• [練習問題 A]
エルヴィスに関する文章を読み、次の問いに答えなさい。
(i) エルヴィスが「エド・サリヴァン・ショー」に出演したのは何年何月何日か。
(ii) エド・サリヴァンはスタッフにどのような注意をしたか。
(iii) 当時の新聞にはどのような言葉の記事が並んだか。
• [練習問題 B]
次の各文がエルヴィスに関する文章の内容と合っているかどうかを判断し、根拠となる箇所を文章から引用しなさい。
(i) エド・サリヴァンは腰の動きを映すように指示した。
(ii) 家庭から抗議の電話が数多く寄せられた。
(iii) 当時の保守的な大人たちはエルヴィスのパフォーマンスを歓迎した。
• [練習問題 C] エルヴィスに関する文章を、最後の文の後から書き進めなさい。

┌─ 出典文

エルヴィス、全米を揺るがす(1956年)

1956年9月9日、テレビ番組「エド・サリヴァン・ショー」のスタジオ。観客席は熱気で満ち、舞台袖ではスタッフが緊張の面持ちで指示を飛ばしていた。「腰の動きは映さないように」とエド・サリヴァンからの注意が飛ぶ。だが、舞台に現れたエルヴィス・プレスリーの熱量は画面を通して視聴者に伝わり、若者たちはテレビに釘付けになった。

「Don't Be Cruel」Elvis Presley (September 9, 1956)on The Ed Sullivan Show
「Love Me Tender」Elvis Presley "(September 9, 1956) on The Ed Sullivan Show
「Hound Dog」Elvis Presley (September 9, 1956) on The Ed Sullivan Show

今の感覚で見れば、決して激しいパフォーマンスとは思えないが、当時の保守的な大人たちは眉をひそめ、新聞には「不道徳な動き」「若者を堕落させる」という記事が並んだ。家庭からも抗議の電話が殺到したが、エルヴィスの歌声とステージングは、若者にとって新しい時代の象徴だった。

└─
┌─ 提示資料

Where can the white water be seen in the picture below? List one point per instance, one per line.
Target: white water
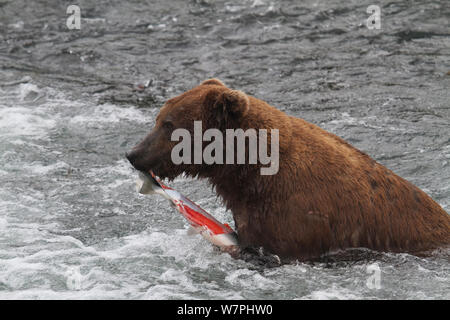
(73, 227)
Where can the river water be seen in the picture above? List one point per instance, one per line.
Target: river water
(73, 101)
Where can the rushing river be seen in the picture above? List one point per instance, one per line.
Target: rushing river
(73, 101)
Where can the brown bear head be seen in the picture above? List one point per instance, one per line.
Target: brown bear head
(212, 103)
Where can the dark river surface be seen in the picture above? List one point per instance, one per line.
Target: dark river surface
(73, 101)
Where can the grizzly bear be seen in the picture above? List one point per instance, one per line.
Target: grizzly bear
(327, 195)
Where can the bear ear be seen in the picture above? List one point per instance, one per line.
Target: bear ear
(227, 106)
(214, 81)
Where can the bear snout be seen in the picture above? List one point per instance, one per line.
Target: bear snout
(134, 157)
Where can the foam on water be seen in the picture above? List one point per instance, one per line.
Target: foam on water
(72, 225)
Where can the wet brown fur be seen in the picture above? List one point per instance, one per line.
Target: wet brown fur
(327, 195)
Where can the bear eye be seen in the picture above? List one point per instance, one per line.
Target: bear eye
(168, 125)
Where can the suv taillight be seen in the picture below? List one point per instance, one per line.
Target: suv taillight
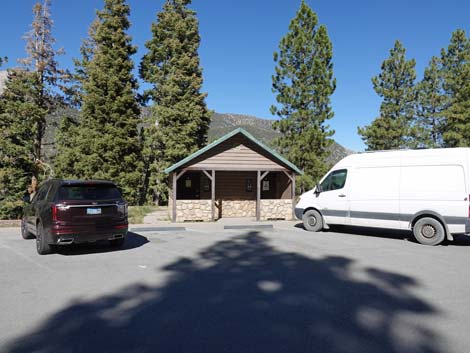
(122, 208)
(54, 213)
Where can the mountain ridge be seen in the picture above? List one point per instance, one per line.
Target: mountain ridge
(223, 123)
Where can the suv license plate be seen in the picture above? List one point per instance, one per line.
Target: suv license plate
(93, 211)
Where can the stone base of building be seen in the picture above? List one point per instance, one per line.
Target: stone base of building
(193, 210)
(276, 209)
(237, 208)
(200, 210)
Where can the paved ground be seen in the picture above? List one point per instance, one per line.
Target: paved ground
(212, 290)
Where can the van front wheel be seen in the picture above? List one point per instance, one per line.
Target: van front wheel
(429, 231)
(313, 221)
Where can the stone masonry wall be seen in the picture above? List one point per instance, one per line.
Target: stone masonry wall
(193, 210)
(238, 208)
(276, 209)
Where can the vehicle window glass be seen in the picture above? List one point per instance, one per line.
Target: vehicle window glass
(89, 192)
(335, 180)
(41, 193)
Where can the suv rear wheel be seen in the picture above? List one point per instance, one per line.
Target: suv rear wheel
(312, 220)
(24, 230)
(429, 231)
(42, 247)
(117, 243)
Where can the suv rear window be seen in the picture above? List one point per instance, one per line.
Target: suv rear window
(88, 192)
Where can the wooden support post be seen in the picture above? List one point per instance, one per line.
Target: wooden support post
(212, 179)
(174, 196)
(258, 195)
(213, 196)
(176, 176)
(293, 195)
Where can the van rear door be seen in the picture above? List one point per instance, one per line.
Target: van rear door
(374, 200)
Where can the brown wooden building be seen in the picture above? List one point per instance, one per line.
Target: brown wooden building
(235, 176)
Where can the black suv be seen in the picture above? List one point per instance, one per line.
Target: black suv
(72, 211)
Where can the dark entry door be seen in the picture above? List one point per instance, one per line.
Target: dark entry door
(189, 186)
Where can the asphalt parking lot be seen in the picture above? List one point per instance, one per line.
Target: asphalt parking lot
(239, 290)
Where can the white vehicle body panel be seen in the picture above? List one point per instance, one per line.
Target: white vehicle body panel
(389, 189)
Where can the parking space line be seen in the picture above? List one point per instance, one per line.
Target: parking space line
(26, 258)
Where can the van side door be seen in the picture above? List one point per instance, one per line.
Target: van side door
(374, 197)
(333, 198)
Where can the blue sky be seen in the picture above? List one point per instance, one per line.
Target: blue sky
(240, 36)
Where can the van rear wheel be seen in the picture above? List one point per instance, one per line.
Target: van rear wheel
(429, 231)
(312, 220)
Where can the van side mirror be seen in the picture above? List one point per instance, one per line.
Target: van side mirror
(318, 189)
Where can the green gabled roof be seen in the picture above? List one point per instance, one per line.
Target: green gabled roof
(225, 138)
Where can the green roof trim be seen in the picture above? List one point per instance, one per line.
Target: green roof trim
(225, 138)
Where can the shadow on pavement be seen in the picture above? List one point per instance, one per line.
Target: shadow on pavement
(243, 295)
(459, 240)
(133, 240)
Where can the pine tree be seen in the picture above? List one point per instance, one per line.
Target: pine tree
(18, 114)
(456, 72)
(31, 94)
(45, 71)
(303, 83)
(67, 154)
(429, 124)
(396, 85)
(107, 143)
(179, 118)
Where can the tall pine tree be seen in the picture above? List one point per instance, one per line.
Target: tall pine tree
(107, 145)
(456, 72)
(31, 93)
(303, 83)
(429, 122)
(46, 75)
(179, 119)
(18, 115)
(396, 85)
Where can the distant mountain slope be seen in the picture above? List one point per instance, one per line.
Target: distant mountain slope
(221, 124)
(262, 129)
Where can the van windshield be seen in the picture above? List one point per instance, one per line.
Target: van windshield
(335, 180)
(89, 192)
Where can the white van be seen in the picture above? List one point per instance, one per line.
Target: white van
(426, 191)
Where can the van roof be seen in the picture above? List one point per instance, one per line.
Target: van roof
(448, 154)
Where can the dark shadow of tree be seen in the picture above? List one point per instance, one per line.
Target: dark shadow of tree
(243, 295)
(133, 241)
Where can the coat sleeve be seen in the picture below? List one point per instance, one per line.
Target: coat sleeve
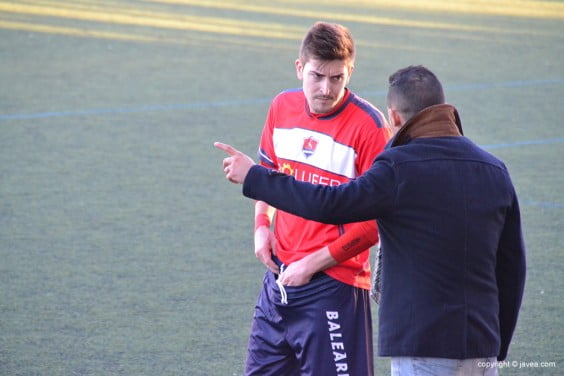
(510, 273)
(368, 197)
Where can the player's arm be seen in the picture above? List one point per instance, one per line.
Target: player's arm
(359, 238)
(264, 239)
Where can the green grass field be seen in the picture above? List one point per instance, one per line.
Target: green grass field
(123, 251)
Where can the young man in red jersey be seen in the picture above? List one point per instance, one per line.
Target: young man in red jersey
(322, 134)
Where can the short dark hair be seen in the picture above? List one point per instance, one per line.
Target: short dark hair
(412, 89)
(326, 41)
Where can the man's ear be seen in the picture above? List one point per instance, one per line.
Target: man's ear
(394, 118)
(299, 69)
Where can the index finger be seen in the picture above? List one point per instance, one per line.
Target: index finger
(226, 148)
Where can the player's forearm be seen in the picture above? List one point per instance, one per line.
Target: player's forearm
(318, 261)
(263, 214)
(360, 237)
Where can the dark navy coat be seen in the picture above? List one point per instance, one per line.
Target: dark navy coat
(450, 229)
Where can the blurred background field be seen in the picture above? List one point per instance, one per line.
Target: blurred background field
(123, 251)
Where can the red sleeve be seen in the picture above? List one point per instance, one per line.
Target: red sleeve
(359, 238)
(266, 153)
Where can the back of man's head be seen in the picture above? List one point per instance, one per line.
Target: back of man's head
(412, 89)
(327, 41)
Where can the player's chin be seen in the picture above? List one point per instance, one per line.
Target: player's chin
(323, 106)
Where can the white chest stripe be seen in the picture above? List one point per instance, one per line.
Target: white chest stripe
(321, 151)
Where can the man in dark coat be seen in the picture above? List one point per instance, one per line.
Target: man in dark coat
(450, 230)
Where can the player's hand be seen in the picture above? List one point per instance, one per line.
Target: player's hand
(296, 274)
(265, 247)
(237, 165)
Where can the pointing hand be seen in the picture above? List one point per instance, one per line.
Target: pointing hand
(237, 165)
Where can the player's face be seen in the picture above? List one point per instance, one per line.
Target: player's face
(323, 83)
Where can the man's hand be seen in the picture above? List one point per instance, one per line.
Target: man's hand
(300, 272)
(265, 247)
(237, 165)
(297, 273)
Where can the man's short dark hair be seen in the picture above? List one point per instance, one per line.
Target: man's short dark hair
(412, 89)
(327, 41)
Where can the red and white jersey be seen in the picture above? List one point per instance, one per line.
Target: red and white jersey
(328, 149)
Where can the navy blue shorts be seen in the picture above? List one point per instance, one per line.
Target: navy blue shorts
(324, 329)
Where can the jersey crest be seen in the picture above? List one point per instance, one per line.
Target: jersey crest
(309, 146)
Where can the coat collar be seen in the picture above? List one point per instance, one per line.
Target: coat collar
(441, 120)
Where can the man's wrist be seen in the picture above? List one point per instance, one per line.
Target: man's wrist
(262, 220)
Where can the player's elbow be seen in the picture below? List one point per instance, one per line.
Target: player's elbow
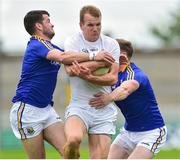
(113, 80)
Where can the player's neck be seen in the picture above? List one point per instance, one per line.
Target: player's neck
(41, 36)
(123, 66)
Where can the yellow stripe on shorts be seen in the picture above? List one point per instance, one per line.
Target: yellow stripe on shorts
(159, 139)
(19, 116)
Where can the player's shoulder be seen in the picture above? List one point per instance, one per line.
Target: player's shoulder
(75, 37)
(109, 40)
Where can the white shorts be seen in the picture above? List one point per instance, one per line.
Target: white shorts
(28, 121)
(152, 140)
(97, 121)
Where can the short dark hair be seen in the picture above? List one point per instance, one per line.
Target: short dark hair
(126, 46)
(33, 17)
(92, 10)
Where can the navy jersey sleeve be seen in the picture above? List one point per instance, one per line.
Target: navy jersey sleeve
(42, 48)
(141, 77)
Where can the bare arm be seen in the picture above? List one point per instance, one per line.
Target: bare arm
(67, 57)
(104, 80)
(91, 65)
(70, 56)
(120, 93)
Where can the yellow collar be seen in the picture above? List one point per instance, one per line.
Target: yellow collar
(37, 37)
(124, 67)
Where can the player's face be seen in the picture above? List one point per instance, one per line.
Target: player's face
(91, 27)
(47, 27)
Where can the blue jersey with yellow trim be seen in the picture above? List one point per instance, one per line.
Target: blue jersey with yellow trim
(140, 109)
(39, 75)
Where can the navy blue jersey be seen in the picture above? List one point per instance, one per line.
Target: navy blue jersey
(39, 75)
(140, 109)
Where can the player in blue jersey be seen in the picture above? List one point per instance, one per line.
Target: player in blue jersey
(32, 117)
(144, 131)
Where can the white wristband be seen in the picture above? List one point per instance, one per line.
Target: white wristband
(92, 56)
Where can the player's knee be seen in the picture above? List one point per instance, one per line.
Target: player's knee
(74, 141)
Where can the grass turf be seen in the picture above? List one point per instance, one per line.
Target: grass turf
(52, 154)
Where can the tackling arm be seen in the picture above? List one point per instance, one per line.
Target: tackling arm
(105, 80)
(91, 65)
(120, 93)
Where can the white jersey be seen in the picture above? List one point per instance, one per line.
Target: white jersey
(82, 91)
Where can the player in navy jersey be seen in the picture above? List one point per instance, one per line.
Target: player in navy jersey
(32, 117)
(144, 131)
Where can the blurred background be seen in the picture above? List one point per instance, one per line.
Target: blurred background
(153, 26)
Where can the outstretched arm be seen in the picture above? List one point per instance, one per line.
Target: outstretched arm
(70, 56)
(105, 80)
(91, 65)
(120, 93)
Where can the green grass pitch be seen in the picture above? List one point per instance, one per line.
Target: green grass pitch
(52, 154)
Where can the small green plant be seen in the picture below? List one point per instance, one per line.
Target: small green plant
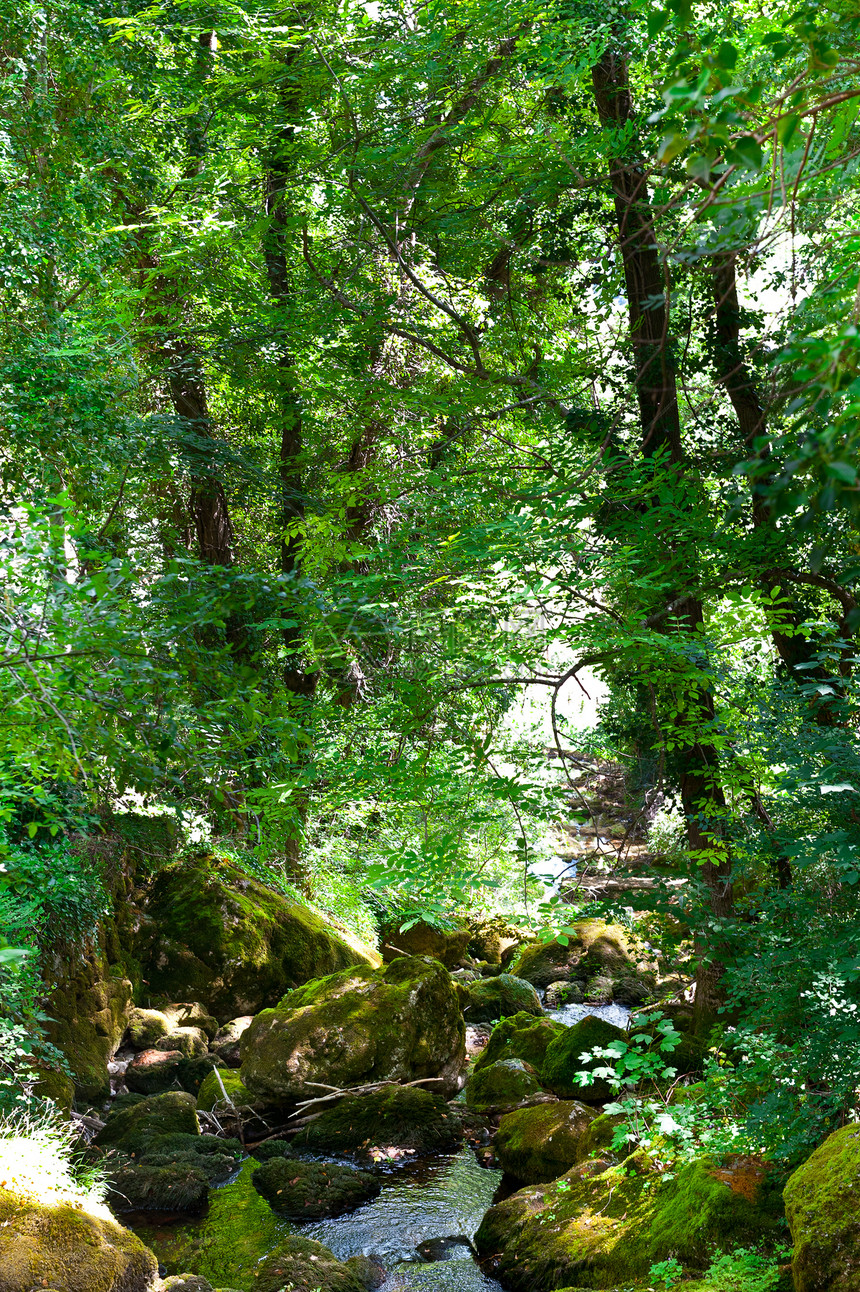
(666, 1274)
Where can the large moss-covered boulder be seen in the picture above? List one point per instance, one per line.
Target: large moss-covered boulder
(563, 1060)
(519, 1036)
(129, 1127)
(607, 947)
(540, 1144)
(447, 946)
(87, 1016)
(823, 1209)
(70, 1248)
(211, 932)
(504, 1085)
(307, 1190)
(497, 998)
(302, 1265)
(398, 1023)
(606, 1229)
(397, 1116)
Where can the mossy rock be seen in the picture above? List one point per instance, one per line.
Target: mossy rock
(69, 1248)
(500, 996)
(231, 942)
(563, 1060)
(542, 963)
(87, 1017)
(504, 1085)
(142, 1186)
(397, 1116)
(309, 1190)
(236, 1231)
(540, 1144)
(159, 1114)
(447, 946)
(146, 1027)
(398, 1023)
(521, 1036)
(302, 1265)
(823, 1209)
(606, 1229)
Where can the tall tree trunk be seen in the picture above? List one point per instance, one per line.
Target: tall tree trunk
(647, 292)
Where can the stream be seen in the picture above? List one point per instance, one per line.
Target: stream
(420, 1228)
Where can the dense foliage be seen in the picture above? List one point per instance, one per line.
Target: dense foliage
(366, 368)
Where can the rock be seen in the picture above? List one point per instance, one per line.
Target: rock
(369, 1274)
(397, 1023)
(562, 994)
(153, 1071)
(604, 1228)
(505, 1085)
(447, 946)
(540, 1144)
(146, 1027)
(309, 1190)
(302, 1265)
(821, 1209)
(563, 1060)
(141, 1186)
(226, 1040)
(85, 1017)
(501, 996)
(402, 1116)
(162, 1114)
(191, 1014)
(190, 1041)
(521, 1036)
(236, 946)
(70, 1248)
(606, 945)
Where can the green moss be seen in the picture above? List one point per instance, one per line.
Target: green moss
(821, 1209)
(540, 1144)
(63, 1247)
(230, 942)
(610, 1228)
(521, 1036)
(502, 1085)
(307, 1190)
(227, 1244)
(159, 1114)
(397, 1023)
(302, 1265)
(397, 1116)
(563, 1060)
(495, 998)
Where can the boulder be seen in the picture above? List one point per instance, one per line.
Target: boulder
(606, 946)
(309, 1190)
(302, 1265)
(398, 1023)
(563, 1060)
(226, 1040)
(397, 1116)
(603, 1228)
(235, 945)
(447, 946)
(519, 1036)
(497, 998)
(540, 1144)
(153, 1071)
(69, 1247)
(504, 1085)
(823, 1209)
(129, 1127)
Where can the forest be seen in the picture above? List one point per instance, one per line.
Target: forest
(429, 609)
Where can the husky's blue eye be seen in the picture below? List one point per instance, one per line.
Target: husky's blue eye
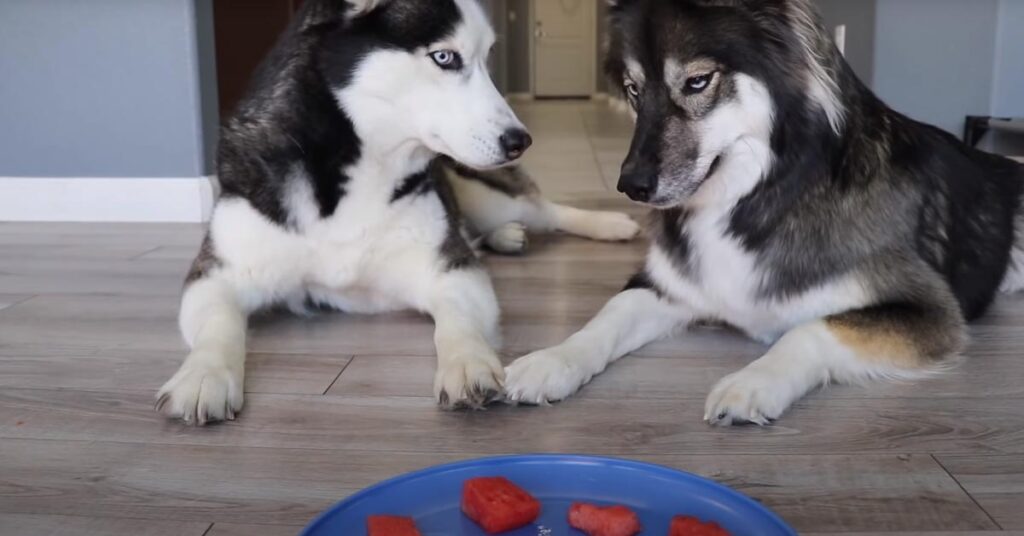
(698, 83)
(446, 59)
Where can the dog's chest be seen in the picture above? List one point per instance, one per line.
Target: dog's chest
(368, 243)
(721, 280)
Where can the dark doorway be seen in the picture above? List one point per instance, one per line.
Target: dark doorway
(246, 30)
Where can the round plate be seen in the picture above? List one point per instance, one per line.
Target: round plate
(431, 497)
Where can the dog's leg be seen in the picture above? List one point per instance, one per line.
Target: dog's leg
(629, 321)
(466, 318)
(208, 387)
(888, 341)
(609, 227)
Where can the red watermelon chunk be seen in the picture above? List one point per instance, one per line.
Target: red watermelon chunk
(498, 505)
(688, 526)
(609, 521)
(391, 526)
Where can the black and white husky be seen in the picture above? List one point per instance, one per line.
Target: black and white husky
(794, 205)
(333, 193)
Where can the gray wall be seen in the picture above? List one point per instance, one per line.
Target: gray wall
(859, 17)
(935, 58)
(1008, 90)
(1008, 93)
(107, 88)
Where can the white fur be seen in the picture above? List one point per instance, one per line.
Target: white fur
(804, 359)
(491, 211)
(628, 322)
(821, 83)
(724, 285)
(374, 254)
(461, 115)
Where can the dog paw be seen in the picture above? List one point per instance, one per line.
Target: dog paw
(543, 377)
(614, 227)
(748, 397)
(201, 394)
(469, 383)
(510, 239)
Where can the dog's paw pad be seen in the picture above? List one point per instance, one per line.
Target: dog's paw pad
(469, 384)
(748, 397)
(200, 395)
(510, 239)
(543, 377)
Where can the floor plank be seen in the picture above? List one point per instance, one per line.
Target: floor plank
(47, 525)
(817, 424)
(9, 300)
(681, 378)
(118, 369)
(291, 486)
(995, 482)
(227, 529)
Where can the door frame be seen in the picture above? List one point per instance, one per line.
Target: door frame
(594, 45)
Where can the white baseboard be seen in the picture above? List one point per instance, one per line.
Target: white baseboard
(519, 97)
(98, 199)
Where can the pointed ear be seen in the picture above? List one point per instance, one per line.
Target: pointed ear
(361, 7)
(619, 4)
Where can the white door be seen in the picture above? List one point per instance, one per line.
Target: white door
(564, 47)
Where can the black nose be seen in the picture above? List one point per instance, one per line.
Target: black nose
(636, 186)
(514, 142)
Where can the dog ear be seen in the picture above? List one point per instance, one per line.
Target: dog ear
(619, 4)
(361, 7)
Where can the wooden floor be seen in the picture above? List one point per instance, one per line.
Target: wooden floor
(87, 334)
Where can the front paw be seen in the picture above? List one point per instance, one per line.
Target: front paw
(614, 227)
(469, 383)
(509, 239)
(752, 396)
(543, 377)
(200, 393)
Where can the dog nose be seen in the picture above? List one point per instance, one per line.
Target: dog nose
(514, 142)
(636, 186)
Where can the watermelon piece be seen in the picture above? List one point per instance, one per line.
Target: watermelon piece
(689, 526)
(607, 521)
(498, 505)
(391, 526)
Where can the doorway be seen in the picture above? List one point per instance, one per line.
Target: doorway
(564, 48)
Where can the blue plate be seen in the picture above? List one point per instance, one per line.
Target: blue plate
(655, 493)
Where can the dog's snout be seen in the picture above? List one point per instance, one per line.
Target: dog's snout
(637, 186)
(514, 142)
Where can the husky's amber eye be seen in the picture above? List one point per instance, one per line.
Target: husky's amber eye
(698, 83)
(446, 59)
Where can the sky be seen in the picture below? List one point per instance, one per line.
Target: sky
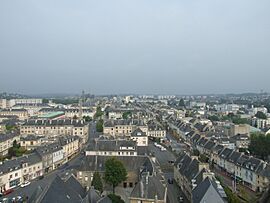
(134, 46)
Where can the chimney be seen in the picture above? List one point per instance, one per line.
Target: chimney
(210, 175)
(141, 189)
(203, 165)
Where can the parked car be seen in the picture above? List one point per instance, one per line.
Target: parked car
(24, 184)
(181, 199)
(17, 199)
(170, 180)
(41, 177)
(8, 192)
(4, 200)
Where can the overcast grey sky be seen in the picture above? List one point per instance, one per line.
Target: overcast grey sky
(134, 46)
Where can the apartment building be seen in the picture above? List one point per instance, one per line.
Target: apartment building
(6, 142)
(96, 163)
(5, 103)
(16, 171)
(69, 113)
(22, 114)
(190, 175)
(52, 156)
(31, 142)
(149, 189)
(139, 137)
(155, 130)
(53, 128)
(249, 171)
(112, 147)
(123, 127)
(70, 145)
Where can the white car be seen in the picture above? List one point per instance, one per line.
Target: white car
(26, 183)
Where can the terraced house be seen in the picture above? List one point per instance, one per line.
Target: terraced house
(14, 172)
(250, 171)
(6, 142)
(123, 127)
(56, 128)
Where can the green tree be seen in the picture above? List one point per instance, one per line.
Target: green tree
(182, 103)
(261, 115)
(259, 145)
(45, 101)
(87, 118)
(99, 125)
(232, 198)
(115, 198)
(97, 182)
(213, 118)
(99, 112)
(10, 127)
(126, 115)
(115, 172)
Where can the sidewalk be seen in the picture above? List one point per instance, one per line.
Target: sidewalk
(242, 191)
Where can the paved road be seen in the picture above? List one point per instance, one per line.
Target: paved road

└─

• [解答例 A]
(i) 1956年9月9日
(ii) 「腰の動きは映さないように」という注意
(iii) 「不道徳な動き」「若者を堕落させる」

• [解答例 B]
(i) いいえ。「「腰の動きは映さないように」とエド・サリヴァンからの注意が飛ぶ。」
(ii) はい。「家庭からも抗議の電話が殺到した」
(iii) いいえ。「当時の保守的な大人たちは眉をひそめ」

• [解答例 C]
1956年1月に発売された「ハートブレイク・ホテル」は大ヒットを記録し、エルヴィスは若者の心をがっちりとつかんでいた。

「HEARTBREAK HOTEL」Elvis Presley

テレビやラジオ、レコードショップ――どこにいても彼の歌が耳に入り、体を揺さぶる。若者たちは声に合わせて歌い、ステップを踏み、ロックを自分たちの文化として受け入れていった。大人たちの非難や規制は、その熱を止めるどころか、かえって火に油を注ぐ結果となった。

こうして、新進の若手シンガーだったエルヴィスは、ロックンロールの象徴へと昇りつめていったが、嵐はまだ吹き始めたばかりだった。彼に続いて新たな旋律を紡ぐ若き才能たちが、スタジオや街角、ラジオの波間で静かに息を潜めていた。 そして、彼らが創り出す波は、若者たちの胸をさらに大きく揺さぶろうとしていた。

To Be Continued...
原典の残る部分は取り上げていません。